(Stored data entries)
◆ ◆ ◆ ◆

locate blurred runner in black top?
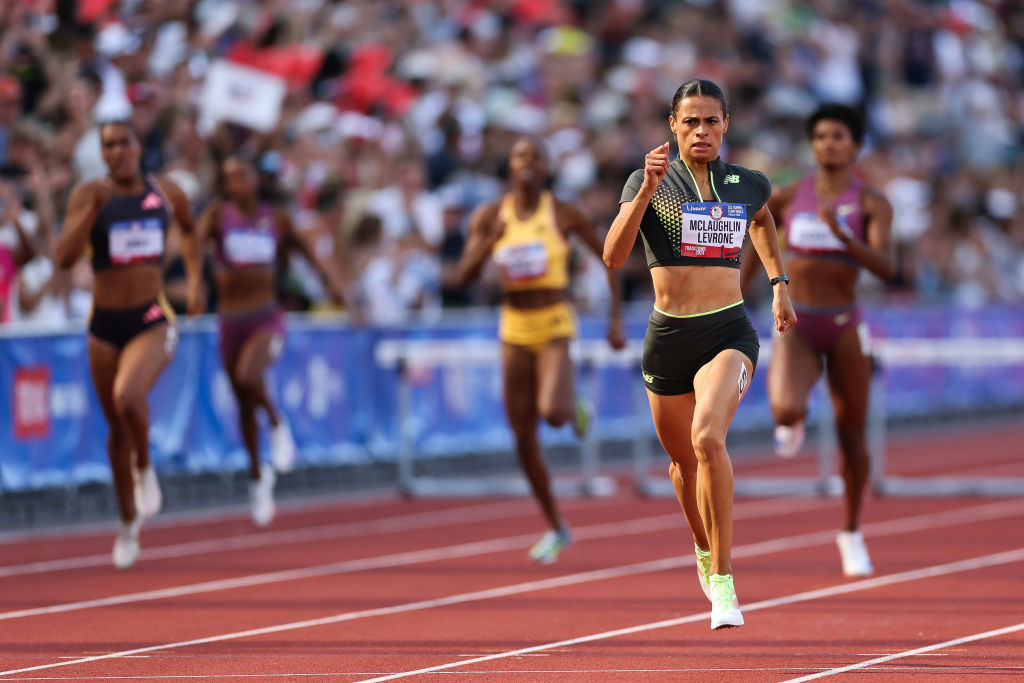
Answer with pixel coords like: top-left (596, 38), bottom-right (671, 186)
top-left (57, 120), bottom-right (203, 570)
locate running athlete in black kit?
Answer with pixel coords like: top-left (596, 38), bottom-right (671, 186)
top-left (58, 121), bottom-right (203, 569)
top-left (604, 79), bottom-right (796, 629)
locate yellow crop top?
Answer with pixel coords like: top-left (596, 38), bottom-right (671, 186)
top-left (491, 192), bottom-right (569, 291)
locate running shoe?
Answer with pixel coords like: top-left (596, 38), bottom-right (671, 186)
top-left (773, 420), bottom-right (805, 459)
top-left (528, 526), bottom-right (573, 564)
top-left (249, 464), bottom-right (277, 527)
top-left (133, 464), bottom-right (162, 518)
top-left (572, 397), bottom-right (592, 439)
top-left (709, 573), bottom-right (744, 629)
top-left (836, 530), bottom-right (874, 577)
top-left (112, 516), bottom-right (143, 570)
top-left (270, 418), bottom-right (298, 473)
top-left (695, 544), bottom-right (712, 601)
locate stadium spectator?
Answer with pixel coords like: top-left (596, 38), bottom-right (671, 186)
top-left (0, 0), bottom-right (1020, 329)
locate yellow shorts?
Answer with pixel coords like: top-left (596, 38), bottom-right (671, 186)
top-left (499, 301), bottom-right (577, 354)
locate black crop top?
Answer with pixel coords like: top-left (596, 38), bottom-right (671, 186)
top-left (619, 157), bottom-right (771, 270)
top-left (90, 175), bottom-right (171, 272)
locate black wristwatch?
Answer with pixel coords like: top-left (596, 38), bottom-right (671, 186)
top-left (769, 273), bottom-right (790, 287)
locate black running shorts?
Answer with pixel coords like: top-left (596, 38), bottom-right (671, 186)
top-left (641, 303), bottom-right (759, 396)
top-left (89, 297), bottom-right (174, 350)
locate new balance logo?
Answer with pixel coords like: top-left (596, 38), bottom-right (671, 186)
top-left (723, 174), bottom-right (740, 184)
top-left (141, 192), bottom-right (163, 210)
top-left (642, 371), bottom-right (654, 384)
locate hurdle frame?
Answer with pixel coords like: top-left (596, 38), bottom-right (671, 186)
top-left (870, 338), bottom-right (1024, 497)
top-left (374, 337), bottom-right (624, 498)
top-left (376, 335), bottom-right (1024, 499)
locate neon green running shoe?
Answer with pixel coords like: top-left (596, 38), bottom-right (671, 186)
top-left (529, 526), bottom-right (573, 564)
top-left (695, 544), bottom-right (712, 600)
top-left (709, 573), bottom-right (744, 629)
top-left (572, 397), bottom-right (591, 439)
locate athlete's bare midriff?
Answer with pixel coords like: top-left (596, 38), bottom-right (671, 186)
top-left (215, 267), bottom-right (277, 313)
top-left (787, 255), bottom-right (859, 307)
top-left (93, 266), bottom-right (164, 308)
top-left (502, 287), bottom-right (569, 309)
top-left (650, 265), bottom-right (742, 315)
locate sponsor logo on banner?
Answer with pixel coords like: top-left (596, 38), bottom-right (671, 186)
top-left (14, 366), bottom-right (50, 439)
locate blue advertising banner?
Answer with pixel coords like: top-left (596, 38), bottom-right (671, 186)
top-left (1, 304), bottom-right (1022, 492)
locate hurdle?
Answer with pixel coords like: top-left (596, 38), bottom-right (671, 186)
top-left (376, 334), bottom-right (1024, 499)
top-left (871, 338), bottom-right (1024, 497)
top-left (374, 337), bottom-right (632, 498)
top-left (636, 337), bottom-right (1024, 498)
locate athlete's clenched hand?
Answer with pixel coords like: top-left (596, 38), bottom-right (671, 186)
top-left (640, 142), bottom-right (670, 196)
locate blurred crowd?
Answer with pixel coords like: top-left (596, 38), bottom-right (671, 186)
top-left (0, 0), bottom-right (1022, 328)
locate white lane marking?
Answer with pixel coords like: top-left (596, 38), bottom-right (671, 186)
top-left (781, 622), bottom-right (1024, 682)
top-left (2, 502), bottom-right (1023, 678)
top-left (0, 489), bottom-right (406, 544)
top-left (0, 481), bottom-right (634, 547)
top-left (0, 501), bottom-right (542, 578)
top-left (0, 498), bottom-right (826, 620)
top-left (355, 548), bottom-right (1024, 682)
top-left (8, 666), bottom-right (1024, 680)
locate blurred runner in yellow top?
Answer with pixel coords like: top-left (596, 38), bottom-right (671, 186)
top-left (457, 138), bottom-right (625, 563)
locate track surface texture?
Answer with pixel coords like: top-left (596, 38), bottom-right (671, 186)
top-left (1, 420), bottom-right (1022, 682)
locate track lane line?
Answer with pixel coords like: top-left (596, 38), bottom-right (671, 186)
top-left (5, 546), bottom-right (1021, 680)
top-left (2, 497), bottom-right (1021, 622)
top-left (2, 501), bottom-right (1023, 677)
top-left (0, 500), bottom-right (543, 579)
top-left (354, 548), bottom-right (1024, 682)
top-left (0, 491), bottom-right (794, 579)
top-left (0, 498), bottom-right (826, 621)
top-left (781, 621), bottom-right (1024, 681)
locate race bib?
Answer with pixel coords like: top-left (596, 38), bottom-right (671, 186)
top-left (494, 241), bottom-right (548, 282)
top-left (224, 228), bottom-right (277, 265)
top-left (109, 218), bottom-right (164, 265)
top-left (681, 202), bottom-right (746, 259)
top-left (788, 212), bottom-right (848, 251)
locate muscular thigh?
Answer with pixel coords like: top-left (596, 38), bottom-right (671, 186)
top-left (536, 338), bottom-right (573, 416)
top-left (502, 343), bottom-right (538, 426)
top-left (647, 390), bottom-right (697, 468)
top-left (233, 329), bottom-right (283, 386)
top-left (693, 348), bottom-right (753, 437)
top-left (825, 323), bottom-right (872, 429)
top-left (768, 328), bottom-right (823, 413)
top-left (88, 338), bottom-right (121, 421)
top-left (114, 323), bottom-right (177, 400)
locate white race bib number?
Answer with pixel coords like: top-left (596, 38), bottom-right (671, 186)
top-left (788, 212), bottom-right (848, 251)
top-left (494, 241), bottom-right (548, 282)
top-left (109, 218), bottom-right (164, 265)
top-left (681, 202), bottom-right (746, 259)
top-left (224, 229), bottom-right (277, 265)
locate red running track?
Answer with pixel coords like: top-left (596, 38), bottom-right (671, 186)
top-left (1, 420), bottom-right (1022, 681)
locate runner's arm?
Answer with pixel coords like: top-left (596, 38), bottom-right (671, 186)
top-left (455, 202), bottom-right (501, 287)
top-left (748, 204), bottom-right (796, 335)
top-left (839, 186), bottom-right (896, 281)
top-left (279, 209), bottom-right (350, 308)
top-left (559, 200), bottom-right (625, 348)
top-left (159, 176), bottom-right (204, 316)
top-left (56, 182), bottom-right (101, 269)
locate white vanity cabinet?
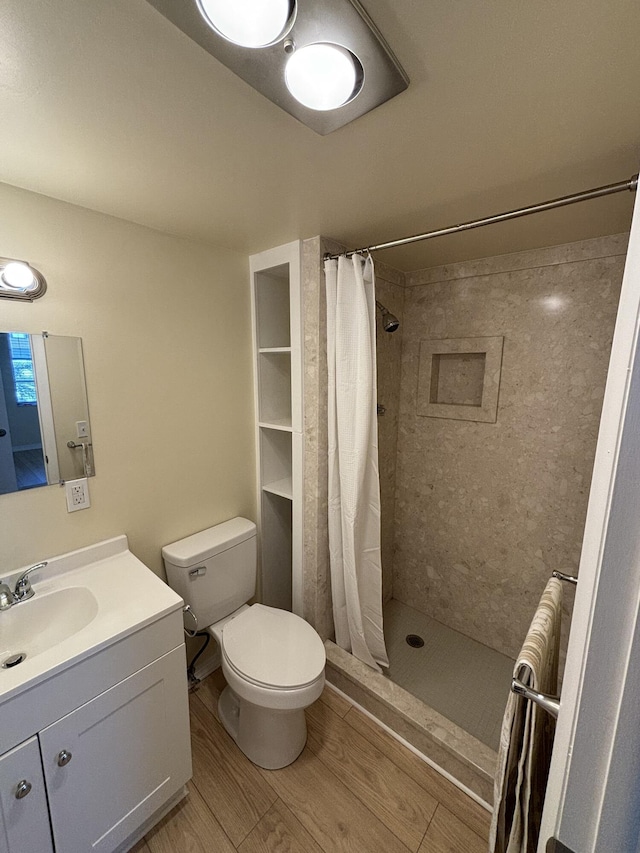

◆ ◆ ◆ ◆

● Assignment: Check each line of the data above for the string "lane" and report only how many lines have it.

● Result of the exercise: 2